------ EXTRAIT À LIRE
Mais la méthode pèche. Un an plus tard, seuls 8 % estiment que la méthode « en cascade », selon laquelle la Région fixe des cibles qui s’imposeront aux autres collectivités, leur permet de faire valoir leurs spécificités, de garder une marge de manoeuvre foncière et d’assurer le développement économique et social de leur territoire.
62 % d’élus de communes craignant que la loi n’ait pas un impact équitable sur les différentes collectivités du même EPCI ou de la même Région. La mutualisation, déjà prévue par le Sénat au niveau régional, est une piste : 75 % des élus seraient aussi favorables à une mutualisation intercommunale des projets. Encore faudrait-il toutefois que les décrets du Gouvernement sur les projets d’intérêt régional ou national soient conformes à ce que les Sénateurs ont voté… À ce jour, cette mutualisation n’est pas effective.
------------
------ DONNÉES FOURNIES
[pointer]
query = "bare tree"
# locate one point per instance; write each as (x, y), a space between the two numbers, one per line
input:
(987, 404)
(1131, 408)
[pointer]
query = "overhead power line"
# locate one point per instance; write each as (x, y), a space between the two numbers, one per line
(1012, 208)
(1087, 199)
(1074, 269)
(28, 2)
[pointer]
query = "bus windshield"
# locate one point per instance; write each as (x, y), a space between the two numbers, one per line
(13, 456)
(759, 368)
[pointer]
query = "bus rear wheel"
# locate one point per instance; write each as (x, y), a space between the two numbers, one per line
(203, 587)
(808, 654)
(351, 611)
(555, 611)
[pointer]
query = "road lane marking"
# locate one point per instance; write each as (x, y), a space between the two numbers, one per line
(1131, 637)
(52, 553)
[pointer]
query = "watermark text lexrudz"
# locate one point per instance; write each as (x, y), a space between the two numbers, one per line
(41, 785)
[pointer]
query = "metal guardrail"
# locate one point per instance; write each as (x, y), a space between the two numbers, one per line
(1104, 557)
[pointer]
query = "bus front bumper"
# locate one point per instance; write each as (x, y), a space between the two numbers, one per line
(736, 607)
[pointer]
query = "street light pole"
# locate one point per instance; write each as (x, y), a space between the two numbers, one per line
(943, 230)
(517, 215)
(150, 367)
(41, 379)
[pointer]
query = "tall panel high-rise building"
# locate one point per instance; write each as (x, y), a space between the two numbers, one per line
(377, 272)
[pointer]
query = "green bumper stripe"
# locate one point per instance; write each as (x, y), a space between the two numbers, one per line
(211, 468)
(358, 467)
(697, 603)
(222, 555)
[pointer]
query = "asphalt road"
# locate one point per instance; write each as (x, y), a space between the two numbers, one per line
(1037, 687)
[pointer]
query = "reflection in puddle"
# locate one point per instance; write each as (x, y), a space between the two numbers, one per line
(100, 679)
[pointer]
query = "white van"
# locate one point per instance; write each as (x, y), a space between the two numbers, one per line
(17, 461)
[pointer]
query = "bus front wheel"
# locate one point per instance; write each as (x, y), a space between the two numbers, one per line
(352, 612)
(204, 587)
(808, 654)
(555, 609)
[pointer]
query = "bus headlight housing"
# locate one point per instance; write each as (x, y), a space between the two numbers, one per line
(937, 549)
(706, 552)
------------
● TRAVAIL À FAIRE
**A.** Dans l'extrait sur les élus locaux et la loi, remplacez « mutualisation » par « mise en commun ». Recopiez ensuite le passage qui va de « 62 % d’élus » jusqu'à « n’est pas effective. » inclus.
**B.** Poursuivez l'extrait sur les élus locaux et la loi à la suite de sa dernière phrase.

● RÉSULTATS PAR TÂCHE
**A.**
62 % d’élus de communes craignant que la loi n’ait pas un impact équitable sur les différentes collectivités du même EPCI ou de la même Région. La mise en commun, déjà prévue par le Sénat au niveau régional, est une piste : 75 % des élus seraient aussi favorables à une mise en commun intercommunale des projets. Encore faudrait-il toutefois que les décrets du Gouvernement sur les projets d’intérêt régional ou national soient conformes à ce que les Sénateurs ont voté… À ce jour, cette mise en commun n’est pas effective.

**B.**
Un financement mal anticipé
Troisièmement, l’absence de tout « modèle ZAN » éprouvé, en termes de financement et d’articulation entre politiques de logement, de développement économique, de fiscalité et de développement durable, est perçue comme un frein majeur.
D’abord, les collectivités devront porter, sur leurs budgets propres, la révision de la majorité des documents d’urbanisme de France – 73 % d’entre eux selon notre consultation. Or, l’État a gelé ses dotations depuis de nombreuses années. Tous ceux qui viennent de terminer des révisions, au prix de longs délais et d’un coût important, seront bons pour recommencer… et ce en payant de leur poche !
Ensuite, pour atteindre leurs objectifs, des communes et EPCI n’auront d’autre choix que de renoncer à des projets engagés de longue date, même lorsqu’ils avaient mobilisé d’importants moyens pour équiper en réseau ou aménager les espaces consacrés à la construction. Ce sera une perte nette pour les collectivités, qui n’auront plus de retour sur investissement et devront bouleverser leur planification locale.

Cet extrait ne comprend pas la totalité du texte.